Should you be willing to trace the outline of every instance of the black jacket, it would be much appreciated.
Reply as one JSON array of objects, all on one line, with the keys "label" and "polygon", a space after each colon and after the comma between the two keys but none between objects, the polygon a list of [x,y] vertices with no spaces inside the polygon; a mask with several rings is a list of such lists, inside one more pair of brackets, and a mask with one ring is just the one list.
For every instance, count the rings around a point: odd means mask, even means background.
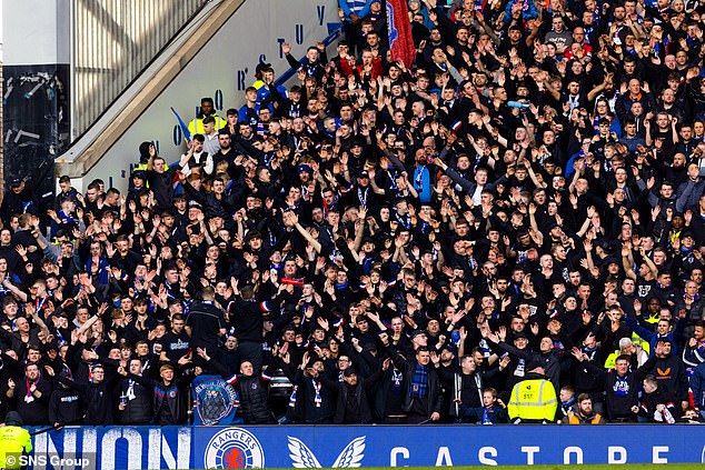
[{"label": "black jacket", "polygon": [[[411,398],[411,382],[414,378],[414,373],[416,371],[416,360],[407,360],[399,356],[399,352],[394,348],[389,348],[389,352],[391,353],[391,360],[394,364],[403,370],[404,376],[407,380],[404,381],[404,404],[403,409],[407,413],[415,413],[414,401]],[[425,411],[427,418],[430,418],[430,414],[434,412],[440,413],[443,411],[443,394],[440,393],[440,380],[438,378],[438,373],[436,369],[434,369],[434,364],[428,364],[428,384],[426,389],[426,397],[420,399],[419,402],[416,403],[419,408]]]},{"label": "black jacket", "polygon": [[240,392],[240,410],[246,424],[271,424],[269,409],[269,377],[237,376],[234,387]]},{"label": "black jacket", "polygon": [[120,382],[120,396],[126,397],[125,410],[120,412],[122,424],[148,424],[155,413],[152,411],[152,390],[132,379]]},{"label": "black jacket", "polygon": [[49,424],[79,424],[83,409],[85,404],[76,390],[60,387],[49,399]]}]

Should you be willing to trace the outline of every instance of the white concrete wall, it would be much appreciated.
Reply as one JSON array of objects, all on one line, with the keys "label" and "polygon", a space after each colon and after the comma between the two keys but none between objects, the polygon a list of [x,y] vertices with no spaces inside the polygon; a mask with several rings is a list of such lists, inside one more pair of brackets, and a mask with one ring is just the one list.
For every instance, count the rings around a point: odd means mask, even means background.
[{"label": "white concrete wall", "polygon": [[70,1],[2,0],[3,64],[69,63]]},{"label": "white concrete wall", "polygon": [[169,163],[177,161],[183,144],[175,142],[177,121],[169,107],[188,122],[200,98],[218,94],[222,97],[218,114],[225,118],[228,108],[242,106],[245,88],[255,81],[255,67],[260,60],[271,63],[277,77],[289,69],[280,57],[278,39],[289,42],[294,57],[300,58],[309,46],[328,36],[329,22],[339,22],[336,0],[247,1],[75,186],[81,188],[101,178],[107,184],[112,181],[113,187],[126,189],[129,166],[138,162],[138,147],[143,141],[155,141]]}]

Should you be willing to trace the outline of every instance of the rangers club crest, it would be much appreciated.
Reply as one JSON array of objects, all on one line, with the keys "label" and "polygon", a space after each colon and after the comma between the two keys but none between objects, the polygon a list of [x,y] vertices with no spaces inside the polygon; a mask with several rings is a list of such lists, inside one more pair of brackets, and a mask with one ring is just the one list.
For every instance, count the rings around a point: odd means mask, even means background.
[{"label": "rangers club crest", "polygon": [[242,428],[218,431],[206,446],[208,469],[261,469],[265,451],[259,440]]},{"label": "rangers club crest", "polygon": [[239,406],[238,392],[217,376],[199,376],[193,380],[195,424],[229,424]]}]

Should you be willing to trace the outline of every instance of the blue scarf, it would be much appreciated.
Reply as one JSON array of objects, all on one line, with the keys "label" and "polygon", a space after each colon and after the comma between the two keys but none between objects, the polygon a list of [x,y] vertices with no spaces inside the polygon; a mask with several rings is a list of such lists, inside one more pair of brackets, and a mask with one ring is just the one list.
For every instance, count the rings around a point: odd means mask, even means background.
[{"label": "blue scarf", "polygon": [[425,398],[428,389],[428,370],[425,366],[416,364],[411,379],[411,398]]}]

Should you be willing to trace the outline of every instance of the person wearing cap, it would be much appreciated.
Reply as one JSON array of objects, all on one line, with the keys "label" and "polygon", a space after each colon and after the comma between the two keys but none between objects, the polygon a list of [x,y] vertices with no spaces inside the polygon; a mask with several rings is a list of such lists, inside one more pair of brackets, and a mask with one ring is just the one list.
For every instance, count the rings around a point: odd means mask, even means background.
[{"label": "person wearing cap", "polygon": [[406,378],[401,408],[407,414],[407,423],[418,424],[440,420],[443,412],[440,378],[430,360],[428,348],[419,347],[410,359],[399,354],[394,344],[389,347],[389,353],[394,366]]},{"label": "person wearing cap", "polygon": [[0,203],[0,219],[4,227],[10,227],[12,216],[26,213],[30,206],[36,204],[33,188],[27,186],[27,179],[10,178],[9,182]]},{"label": "person wearing cap", "polygon": [[[187,359],[179,360],[180,364],[188,363]],[[187,419],[188,382],[191,377],[179,373],[176,378],[176,368],[167,362],[159,367],[159,379],[150,380],[143,376],[137,376],[123,368],[118,370],[123,377],[150,390],[153,394],[152,409],[155,411],[152,422],[157,426],[183,424]]]},{"label": "person wearing cap", "polygon": [[604,412],[610,422],[635,422],[638,412],[639,382],[646,377],[647,371],[656,363],[656,357],[649,358],[642,367],[635,370],[629,368],[629,357],[622,354],[615,360],[615,367],[605,370],[592,363],[585,352],[573,348],[573,356],[594,373],[605,390]]},{"label": "person wearing cap", "polygon": [[564,361],[568,360],[568,356],[554,349],[554,341],[548,334],[544,334],[540,338],[539,351],[533,352],[527,350],[517,349],[510,344],[504,342],[506,339],[506,331],[502,330],[499,334],[493,333],[487,330],[481,330],[484,337],[489,341],[491,347],[496,347],[502,351],[506,351],[515,359],[523,359],[526,361],[526,370],[542,368],[542,373],[549,378],[554,388],[554,396],[556,389],[560,388],[560,369]]},{"label": "person wearing cap", "polygon": [[297,421],[307,424],[331,423],[336,411],[335,394],[330,387],[324,386],[327,379],[322,359],[316,353],[306,352],[297,367],[291,362],[291,352],[279,352],[279,366],[296,386],[296,396],[291,397],[294,402],[289,406],[296,409]]},{"label": "person wearing cap", "polygon": [[156,150],[150,152],[149,161],[147,162],[147,182],[155,193],[158,211],[163,211],[171,207],[173,200],[173,176],[186,166],[190,158],[191,150],[181,156],[178,164],[167,167],[163,157],[158,156]]},{"label": "person wearing cap", "polygon": [[[142,377],[142,361],[138,357],[128,360],[128,370]],[[152,390],[130,378],[123,378],[119,386],[118,411],[120,423],[127,426],[149,424],[155,416]]]},{"label": "person wearing cap", "polygon": [[24,377],[18,383],[8,383],[7,397],[27,424],[46,424],[49,422],[49,399],[51,398],[51,379],[44,377],[39,364],[31,362],[24,366]]},{"label": "person wearing cap", "polygon": [[265,317],[274,318],[278,316],[281,304],[289,297],[289,291],[294,291],[294,287],[281,283],[276,298],[268,301],[259,301],[252,287],[245,286],[236,292],[241,300],[234,300],[227,306],[229,321],[235,327],[238,339],[240,357],[242,360],[248,360],[252,363],[255,373],[259,373],[264,363],[261,343]]},{"label": "person wearing cap", "polygon": [[22,417],[17,411],[10,411],[4,417],[4,426],[0,426],[0,468],[23,468],[21,456],[29,456],[32,451],[32,438],[22,428]]},{"label": "person wearing cap", "polygon": [[673,352],[673,341],[668,338],[658,340],[654,348],[654,359],[645,371],[655,377],[667,401],[678,406],[676,416],[681,416],[682,410],[688,406],[688,378],[679,354]]},{"label": "person wearing cap", "polygon": [[214,99],[206,97],[206,98],[201,98],[201,106],[200,106],[198,116],[189,122],[188,127],[189,127],[189,132],[191,133],[191,136],[195,136],[197,133],[200,133],[200,134],[205,133],[203,119],[208,117],[214,118],[215,120],[214,127],[216,131],[219,131],[226,126],[226,121],[216,113]]},{"label": "person wearing cap", "polygon": [[[68,366],[62,366],[59,370],[59,377],[71,379],[71,370]],[[81,399],[79,392],[69,388],[66,383],[58,382],[59,387],[51,392],[49,399],[49,422],[54,428],[66,424],[80,424],[83,421],[86,402]]]},{"label": "person wearing cap", "polygon": [[218,338],[225,336],[227,324],[224,311],[216,306],[216,292],[211,287],[201,292],[201,301],[193,303],[186,317],[186,332],[190,337],[190,348],[203,348],[215,356]]},{"label": "person wearing cap", "polygon": [[[387,362],[387,367],[389,362]],[[371,376],[363,378],[355,368],[342,372],[342,380],[325,380],[324,384],[337,392],[335,424],[369,424],[373,422],[370,394],[383,374],[383,366]]]},{"label": "person wearing cap", "polygon": [[291,46],[288,42],[281,44],[281,52],[289,63],[289,67],[305,71],[307,77],[312,77],[317,83],[320,83],[326,72],[325,66],[328,62],[326,47],[322,42],[318,42],[316,46],[309,46],[306,50],[306,57],[300,61],[291,56]]},{"label": "person wearing cap", "polygon": [[59,374],[57,380],[76,390],[81,396],[86,404],[86,424],[109,426],[115,422],[113,389],[120,376],[111,374],[110,380],[106,380],[106,367],[117,369],[113,362],[107,360],[105,363],[96,362],[89,367],[88,383],[78,381],[75,377]]}]

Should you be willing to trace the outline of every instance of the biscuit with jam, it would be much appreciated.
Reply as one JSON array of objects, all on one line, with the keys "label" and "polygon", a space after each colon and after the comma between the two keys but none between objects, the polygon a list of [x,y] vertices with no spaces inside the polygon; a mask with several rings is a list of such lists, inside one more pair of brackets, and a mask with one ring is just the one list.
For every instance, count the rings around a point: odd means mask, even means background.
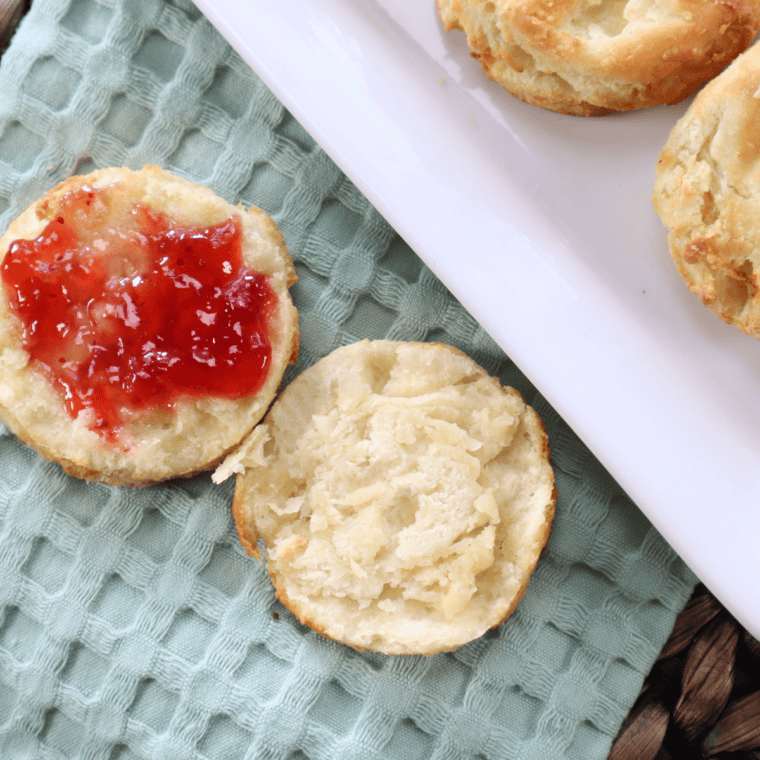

···

> **EXERCISE DETAILS**
Reproduce verbatim everything from the line containing "jam, it would be much appreciated." down to the end of the entries above, leaving the pictures out.

> **SOLUTION TO THIS PROBLEM**
Should you be willing to trace the outline of every instance of the biscuit with jam, it would be much appreciated.
Reply as one JSON array of objects, all on one line, with the keys "label" and "polygon", a space after each colon and after the comma between the two keys but none between objects, the polygon a list of [x,y] vertices with no spaces inside the polygon; a mask with several rings is a list of such lists, inside one more pair of brackets, and a mask with one ring is just the one list.
For every instance, count the rings around a point: odd means mask, even means background.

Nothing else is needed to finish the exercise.